## WORK REQUIRED
Please rewrite every line of the items below, requests included, shifting the answer coordinates by adding 114 to each x and y value.

Coordinate labeling data
===============
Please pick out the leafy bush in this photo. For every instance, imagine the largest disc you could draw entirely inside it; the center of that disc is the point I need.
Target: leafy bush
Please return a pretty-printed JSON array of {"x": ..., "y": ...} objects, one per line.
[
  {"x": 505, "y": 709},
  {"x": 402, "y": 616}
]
===============
## CORRECT ANSWER
Please pick out the leafy bush in this photo. For every instance, imagine the largest disc you could draw entirely inside it; the center of that disc is the point I need.
Target: leafy bush
Please return a pretty-printed JSON array of {"x": ..., "y": ...} objects, one per line.
[
  {"x": 619, "y": 823},
  {"x": 516, "y": 730}
]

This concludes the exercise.